__WHAT TO WORK ON__
Can you write out every line of the records below, character for character, without changing anything?

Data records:
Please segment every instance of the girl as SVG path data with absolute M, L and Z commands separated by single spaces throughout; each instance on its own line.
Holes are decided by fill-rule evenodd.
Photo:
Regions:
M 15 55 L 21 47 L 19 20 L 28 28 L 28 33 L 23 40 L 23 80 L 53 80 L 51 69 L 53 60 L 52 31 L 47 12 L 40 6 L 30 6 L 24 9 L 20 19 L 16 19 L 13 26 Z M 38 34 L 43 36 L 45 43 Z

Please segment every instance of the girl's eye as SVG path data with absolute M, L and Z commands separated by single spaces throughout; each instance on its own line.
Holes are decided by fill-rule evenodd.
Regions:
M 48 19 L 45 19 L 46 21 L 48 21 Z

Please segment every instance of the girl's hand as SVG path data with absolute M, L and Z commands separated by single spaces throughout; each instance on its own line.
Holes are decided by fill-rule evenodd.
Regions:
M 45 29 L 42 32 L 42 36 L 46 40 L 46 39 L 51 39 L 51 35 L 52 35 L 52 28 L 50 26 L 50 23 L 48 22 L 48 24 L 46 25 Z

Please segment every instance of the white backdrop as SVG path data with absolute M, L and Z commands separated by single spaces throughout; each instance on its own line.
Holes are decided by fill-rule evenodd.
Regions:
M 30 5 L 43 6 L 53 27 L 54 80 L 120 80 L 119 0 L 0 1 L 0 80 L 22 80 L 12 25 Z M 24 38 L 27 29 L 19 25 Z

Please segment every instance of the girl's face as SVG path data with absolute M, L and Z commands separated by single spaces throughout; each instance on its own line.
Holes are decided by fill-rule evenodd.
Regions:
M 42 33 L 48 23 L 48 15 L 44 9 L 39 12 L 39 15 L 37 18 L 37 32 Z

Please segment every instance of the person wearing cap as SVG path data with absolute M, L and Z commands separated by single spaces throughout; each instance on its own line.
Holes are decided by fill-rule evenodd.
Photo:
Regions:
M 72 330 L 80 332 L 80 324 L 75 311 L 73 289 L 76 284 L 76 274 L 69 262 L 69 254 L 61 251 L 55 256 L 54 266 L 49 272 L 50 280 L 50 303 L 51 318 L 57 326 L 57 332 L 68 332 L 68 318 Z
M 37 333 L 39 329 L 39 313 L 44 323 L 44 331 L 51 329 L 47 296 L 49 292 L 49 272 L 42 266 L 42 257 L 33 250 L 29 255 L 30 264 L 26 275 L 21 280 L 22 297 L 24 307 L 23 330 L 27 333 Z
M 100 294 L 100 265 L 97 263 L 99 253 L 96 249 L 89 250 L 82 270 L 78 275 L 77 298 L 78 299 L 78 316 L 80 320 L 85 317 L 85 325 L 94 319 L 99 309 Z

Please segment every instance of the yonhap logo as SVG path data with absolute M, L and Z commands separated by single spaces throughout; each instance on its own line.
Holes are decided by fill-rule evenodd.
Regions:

__SOLUTION__
Please segment every instance of the girl as SVG path data with absolute M, L and Z commands separated by single spaces throughout; each instance on its own line.
Holes are decided by fill-rule evenodd.
Photo:
Regions:
M 15 55 L 21 47 L 19 20 L 28 28 L 28 33 L 23 40 L 23 80 L 53 80 L 51 69 L 53 60 L 52 31 L 47 12 L 40 6 L 30 6 L 24 9 L 20 19 L 16 19 L 13 26 Z M 38 34 L 43 36 L 45 43 Z

Please segment every instance of the girl's eye as SVG path data with absolute M, L and Z commands separated by single spaces throughout; each instance on its own line.
Holes are decided by fill-rule evenodd.
Regions:
M 48 19 L 45 19 L 46 21 L 48 21 Z

Please segment every instance of the girl's hand as SVG path data with absolute M, L and Z commands separated by single spaces throughout; each instance on its own line.
Holes are decided by fill-rule evenodd.
Regions:
M 45 29 L 42 32 L 42 36 L 46 40 L 46 39 L 51 39 L 51 35 L 52 35 L 52 28 L 50 26 L 50 23 L 48 22 L 48 24 L 46 25 Z

Please segment every instance of the white backdrop as SVG path data with absolute M, L and Z commands separated by single spaces throughout; each instance on its own line.
Holes are decided by fill-rule evenodd.
Regions:
M 30 5 L 43 6 L 53 27 L 54 80 L 120 80 L 119 0 L 0 1 L 0 80 L 22 80 L 12 25 Z M 24 38 L 27 29 L 19 25 Z

Please segment every instance of the girl's face as SVG path data with absolute M, L and Z commands separated by single spaces throughout; each instance on its own line.
Holes are decided by fill-rule evenodd.
Regions:
M 42 33 L 48 23 L 48 15 L 44 9 L 39 12 L 39 15 L 37 18 L 37 32 Z

Please segment every instance of the person wearing cap as SVG path data with absolute M, L and Z commands separated by single spaces throughout; each instance on its own line.
Holes are decided by fill-rule evenodd.
Photo:
Regions:
M 72 330 L 80 332 L 80 324 L 75 311 L 73 289 L 76 284 L 76 274 L 69 262 L 69 254 L 61 251 L 55 256 L 54 266 L 49 272 L 50 280 L 50 303 L 51 318 L 57 326 L 57 332 L 68 332 L 68 318 Z
M 37 333 L 39 329 L 39 313 L 44 323 L 44 331 L 51 329 L 47 296 L 49 292 L 49 272 L 42 266 L 42 257 L 33 250 L 29 255 L 30 264 L 26 275 L 21 280 L 22 297 L 24 307 L 23 330 L 27 333 Z
M 100 294 L 100 265 L 97 263 L 99 253 L 96 249 L 89 250 L 82 270 L 78 275 L 77 298 L 78 299 L 78 316 L 80 320 L 85 317 L 85 325 L 94 319 L 99 309 Z

Please segment every instance of the yonhap logo as SVG path data with absolute M, L and Z commands separated by single spaces throughout; each instance on its own line.
Holes are decided by fill-rule evenodd.
Regions:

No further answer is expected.